## WHAT TO PRODUCE
Pull out every line of the material below that contains the word "hair" and copy each one unchanged.

[Point annotations on photos]
==*==
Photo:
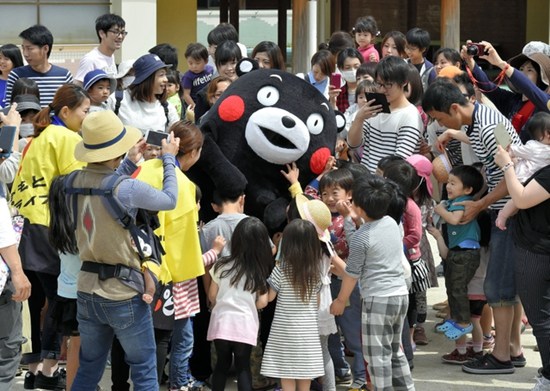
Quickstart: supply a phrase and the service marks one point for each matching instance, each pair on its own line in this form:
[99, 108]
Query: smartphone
[7, 136]
[336, 80]
[380, 100]
[155, 137]
[502, 137]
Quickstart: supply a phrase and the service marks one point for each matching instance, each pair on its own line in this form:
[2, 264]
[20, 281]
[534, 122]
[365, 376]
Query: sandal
[457, 331]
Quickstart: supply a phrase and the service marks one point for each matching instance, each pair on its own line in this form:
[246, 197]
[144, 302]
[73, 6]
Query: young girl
[238, 289]
[365, 32]
[293, 352]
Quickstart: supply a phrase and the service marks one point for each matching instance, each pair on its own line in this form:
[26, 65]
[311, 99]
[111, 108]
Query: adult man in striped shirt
[37, 47]
[444, 102]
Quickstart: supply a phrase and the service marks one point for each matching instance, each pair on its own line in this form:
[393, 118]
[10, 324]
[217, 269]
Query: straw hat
[104, 137]
[423, 168]
[317, 213]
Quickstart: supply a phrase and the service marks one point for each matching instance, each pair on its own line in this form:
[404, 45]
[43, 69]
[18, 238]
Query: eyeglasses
[386, 86]
[122, 33]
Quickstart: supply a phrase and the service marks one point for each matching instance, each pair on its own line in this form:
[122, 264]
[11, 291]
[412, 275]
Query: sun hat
[124, 67]
[317, 213]
[450, 71]
[96, 75]
[104, 137]
[145, 66]
[25, 102]
[423, 168]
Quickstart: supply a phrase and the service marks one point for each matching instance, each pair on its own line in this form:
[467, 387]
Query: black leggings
[226, 350]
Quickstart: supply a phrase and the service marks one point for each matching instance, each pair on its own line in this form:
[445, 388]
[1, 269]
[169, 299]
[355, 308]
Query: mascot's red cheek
[231, 109]
[319, 160]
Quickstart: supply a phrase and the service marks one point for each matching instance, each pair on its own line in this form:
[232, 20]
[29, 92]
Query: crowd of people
[428, 148]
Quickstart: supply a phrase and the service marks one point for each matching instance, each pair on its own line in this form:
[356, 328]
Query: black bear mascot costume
[264, 120]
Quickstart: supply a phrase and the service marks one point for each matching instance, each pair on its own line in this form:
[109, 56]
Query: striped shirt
[186, 293]
[482, 139]
[397, 133]
[48, 82]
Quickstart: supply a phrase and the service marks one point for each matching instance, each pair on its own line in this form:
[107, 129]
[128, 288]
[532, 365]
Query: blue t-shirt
[196, 81]
[462, 235]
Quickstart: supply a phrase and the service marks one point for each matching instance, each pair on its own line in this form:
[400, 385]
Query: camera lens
[472, 50]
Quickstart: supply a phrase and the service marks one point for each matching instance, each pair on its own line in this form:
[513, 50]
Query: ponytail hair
[61, 232]
[69, 95]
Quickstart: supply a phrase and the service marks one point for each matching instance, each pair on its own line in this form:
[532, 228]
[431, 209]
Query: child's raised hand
[218, 244]
[293, 173]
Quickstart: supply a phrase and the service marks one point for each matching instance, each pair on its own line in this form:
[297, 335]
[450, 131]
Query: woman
[181, 243]
[50, 153]
[269, 56]
[532, 234]
[10, 58]
[529, 77]
[144, 103]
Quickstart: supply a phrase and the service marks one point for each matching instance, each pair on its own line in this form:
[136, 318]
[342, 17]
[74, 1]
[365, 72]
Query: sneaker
[518, 361]
[489, 365]
[28, 383]
[456, 358]
[543, 384]
[57, 382]
[419, 336]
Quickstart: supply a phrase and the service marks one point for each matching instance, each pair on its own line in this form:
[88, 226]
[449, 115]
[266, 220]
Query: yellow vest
[47, 156]
[178, 227]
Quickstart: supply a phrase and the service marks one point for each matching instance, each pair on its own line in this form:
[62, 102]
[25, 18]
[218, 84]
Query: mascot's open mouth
[276, 139]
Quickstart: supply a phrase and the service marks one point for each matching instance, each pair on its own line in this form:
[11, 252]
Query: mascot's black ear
[340, 121]
[247, 65]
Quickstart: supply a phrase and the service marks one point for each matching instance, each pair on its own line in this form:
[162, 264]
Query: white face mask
[26, 130]
[349, 75]
[127, 80]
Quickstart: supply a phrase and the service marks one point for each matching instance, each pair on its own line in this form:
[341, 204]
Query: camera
[475, 49]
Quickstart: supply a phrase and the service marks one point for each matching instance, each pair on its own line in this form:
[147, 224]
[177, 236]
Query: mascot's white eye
[268, 95]
[315, 123]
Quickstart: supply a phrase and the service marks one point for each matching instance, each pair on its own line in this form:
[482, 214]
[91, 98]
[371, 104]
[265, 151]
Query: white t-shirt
[94, 59]
[143, 115]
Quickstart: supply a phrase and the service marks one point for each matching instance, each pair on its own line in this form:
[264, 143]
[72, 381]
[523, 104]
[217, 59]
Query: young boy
[463, 255]
[375, 258]
[99, 86]
[418, 42]
[198, 75]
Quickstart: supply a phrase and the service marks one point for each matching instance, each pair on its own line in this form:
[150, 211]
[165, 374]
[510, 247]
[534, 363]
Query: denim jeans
[182, 347]
[131, 321]
[350, 325]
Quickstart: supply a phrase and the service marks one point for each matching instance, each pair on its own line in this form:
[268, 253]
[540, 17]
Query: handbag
[420, 276]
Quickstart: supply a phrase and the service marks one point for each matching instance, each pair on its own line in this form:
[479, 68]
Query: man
[37, 47]
[445, 103]
[110, 31]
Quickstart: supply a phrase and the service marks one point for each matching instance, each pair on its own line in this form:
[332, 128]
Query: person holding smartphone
[383, 134]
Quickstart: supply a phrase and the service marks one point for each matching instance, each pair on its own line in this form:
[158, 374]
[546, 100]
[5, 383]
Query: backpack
[141, 227]
[119, 95]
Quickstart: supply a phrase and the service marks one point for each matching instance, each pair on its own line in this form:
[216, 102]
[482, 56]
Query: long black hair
[61, 232]
[250, 260]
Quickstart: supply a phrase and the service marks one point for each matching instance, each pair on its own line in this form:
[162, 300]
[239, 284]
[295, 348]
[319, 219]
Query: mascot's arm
[227, 178]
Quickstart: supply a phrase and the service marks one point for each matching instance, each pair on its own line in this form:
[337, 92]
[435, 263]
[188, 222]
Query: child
[418, 42]
[198, 75]
[462, 258]
[173, 89]
[99, 86]
[530, 157]
[375, 259]
[237, 290]
[293, 351]
[365, 32]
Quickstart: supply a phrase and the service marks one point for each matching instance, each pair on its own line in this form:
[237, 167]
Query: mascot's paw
[275, 214]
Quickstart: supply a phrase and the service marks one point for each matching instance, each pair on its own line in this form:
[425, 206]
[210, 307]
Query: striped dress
[293, 349]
==*==
## RESPONSE
Query: ponytail hair
Query: long black hair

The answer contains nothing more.